[REQUIREMENTS] Find "Would you mind tagging the blurred crowd" in the records that follow; print that line and each subsequent line through the last one, verbatim and with nothing added.

— Start DATA —

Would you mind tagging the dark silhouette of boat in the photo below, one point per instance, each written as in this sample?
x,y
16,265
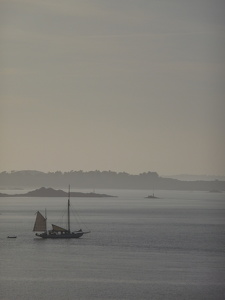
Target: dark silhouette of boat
x,y
56,232
152,196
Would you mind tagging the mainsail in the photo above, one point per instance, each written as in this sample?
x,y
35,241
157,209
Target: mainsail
x,y
40,223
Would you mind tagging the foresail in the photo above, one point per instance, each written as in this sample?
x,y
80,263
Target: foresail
x,y
58,228
40,223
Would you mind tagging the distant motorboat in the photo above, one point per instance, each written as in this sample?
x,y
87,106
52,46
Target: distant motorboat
x,y
151,196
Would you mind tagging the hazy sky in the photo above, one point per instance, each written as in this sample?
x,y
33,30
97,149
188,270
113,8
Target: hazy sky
x,y
118,85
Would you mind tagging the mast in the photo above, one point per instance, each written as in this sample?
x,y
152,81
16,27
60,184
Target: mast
x,y
68,212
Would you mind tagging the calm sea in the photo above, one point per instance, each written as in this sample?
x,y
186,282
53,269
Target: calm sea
x,y
138,248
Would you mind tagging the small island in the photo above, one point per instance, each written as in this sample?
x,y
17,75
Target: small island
x,y
50,192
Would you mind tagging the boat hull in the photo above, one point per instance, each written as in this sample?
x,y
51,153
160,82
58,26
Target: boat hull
x,y
74,235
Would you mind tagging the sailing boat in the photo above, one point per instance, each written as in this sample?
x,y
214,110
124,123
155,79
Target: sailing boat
x,y
56,232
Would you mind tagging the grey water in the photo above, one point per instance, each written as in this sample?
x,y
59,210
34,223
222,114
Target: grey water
x,y
167,248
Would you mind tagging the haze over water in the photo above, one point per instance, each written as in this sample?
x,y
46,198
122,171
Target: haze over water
x,y
138,248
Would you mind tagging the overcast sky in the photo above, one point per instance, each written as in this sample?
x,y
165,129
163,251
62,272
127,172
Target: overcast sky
x,y
120,85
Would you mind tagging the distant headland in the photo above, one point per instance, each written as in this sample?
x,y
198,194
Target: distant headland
x,y
31,179
49,192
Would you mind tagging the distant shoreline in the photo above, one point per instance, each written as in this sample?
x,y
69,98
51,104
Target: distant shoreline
x,y
50,192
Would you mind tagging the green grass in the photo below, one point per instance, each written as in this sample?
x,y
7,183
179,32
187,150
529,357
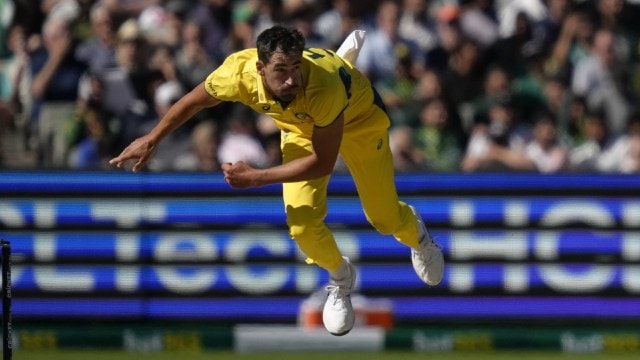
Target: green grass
x,y
493,355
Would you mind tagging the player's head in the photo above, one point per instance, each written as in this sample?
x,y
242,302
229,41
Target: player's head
x,y
280,60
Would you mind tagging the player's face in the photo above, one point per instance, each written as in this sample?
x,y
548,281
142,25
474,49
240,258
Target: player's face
x,y
282,75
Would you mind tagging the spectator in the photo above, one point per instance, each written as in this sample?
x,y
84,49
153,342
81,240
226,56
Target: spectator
x,y
203,155
335,23
99,140
126,86
498,145
496,86
407,156
623,156
128,9
599,79
378,58
417,26
586,155
12,82
440,145
214,17
55,78
463,76
99,50
572,44
478,22
192,61
544,149
397,89
241,142
179,142
449,38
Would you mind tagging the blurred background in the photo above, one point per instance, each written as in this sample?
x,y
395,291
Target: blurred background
x,y
515,131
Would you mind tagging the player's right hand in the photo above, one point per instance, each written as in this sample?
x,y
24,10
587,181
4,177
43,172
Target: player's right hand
x,y
141,150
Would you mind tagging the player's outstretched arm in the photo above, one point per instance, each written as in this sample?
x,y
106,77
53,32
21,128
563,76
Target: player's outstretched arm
x,y
143,148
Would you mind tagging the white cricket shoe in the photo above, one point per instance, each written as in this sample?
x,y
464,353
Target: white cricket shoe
x,y
428,261
338,315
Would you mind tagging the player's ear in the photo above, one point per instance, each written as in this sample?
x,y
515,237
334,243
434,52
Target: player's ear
x,y
260,67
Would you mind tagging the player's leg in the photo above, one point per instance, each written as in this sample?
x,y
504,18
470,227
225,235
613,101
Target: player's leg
x,y
368,156
306,208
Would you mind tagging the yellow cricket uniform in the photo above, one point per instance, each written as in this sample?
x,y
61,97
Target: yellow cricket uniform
x,y
330,86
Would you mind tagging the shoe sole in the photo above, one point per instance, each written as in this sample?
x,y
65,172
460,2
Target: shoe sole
x,y
353,282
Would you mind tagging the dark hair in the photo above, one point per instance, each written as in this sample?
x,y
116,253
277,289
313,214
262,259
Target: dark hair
x,y
278,37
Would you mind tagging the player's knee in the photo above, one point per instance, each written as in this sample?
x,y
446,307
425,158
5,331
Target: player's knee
x,y
303,223
384,225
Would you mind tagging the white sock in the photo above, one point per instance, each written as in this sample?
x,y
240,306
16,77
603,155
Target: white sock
x,y
341,273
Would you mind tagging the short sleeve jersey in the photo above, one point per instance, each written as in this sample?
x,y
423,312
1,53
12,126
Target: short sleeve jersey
x,y
330,85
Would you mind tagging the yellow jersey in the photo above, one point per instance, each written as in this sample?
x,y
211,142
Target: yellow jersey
x,y
330,85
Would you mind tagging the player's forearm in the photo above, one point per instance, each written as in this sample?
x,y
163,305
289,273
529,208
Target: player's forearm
x,y
305,168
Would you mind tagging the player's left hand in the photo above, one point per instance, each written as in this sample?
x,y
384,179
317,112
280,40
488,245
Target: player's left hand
x,y
239,175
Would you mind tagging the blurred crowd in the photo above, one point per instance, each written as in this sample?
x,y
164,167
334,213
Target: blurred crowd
x,y
541,86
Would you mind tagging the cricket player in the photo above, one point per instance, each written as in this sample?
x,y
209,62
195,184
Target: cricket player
x,y
324,107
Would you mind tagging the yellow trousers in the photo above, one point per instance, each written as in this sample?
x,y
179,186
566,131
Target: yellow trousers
x,y
365,150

— End DATA —

[EXERCISE ANSWER]
Would you mind tagging the blurred crowd in the photo above, one point per instance, each written as in this sample?
x,y
164,167
334,213
Target: blurred crowd
x,y
541,86
Would you mind tagging the cricket player in the photo above, one point per instance, each written as in this sample?
x,y
209,62
195,184
Target: cricket player
x,y
324,107
Would you mind tagging the yellow trousers in the photo above, one point per instance, each written as in this sample?
x,y
179,186
566,131
Target: yellow trousers
x,y
365,150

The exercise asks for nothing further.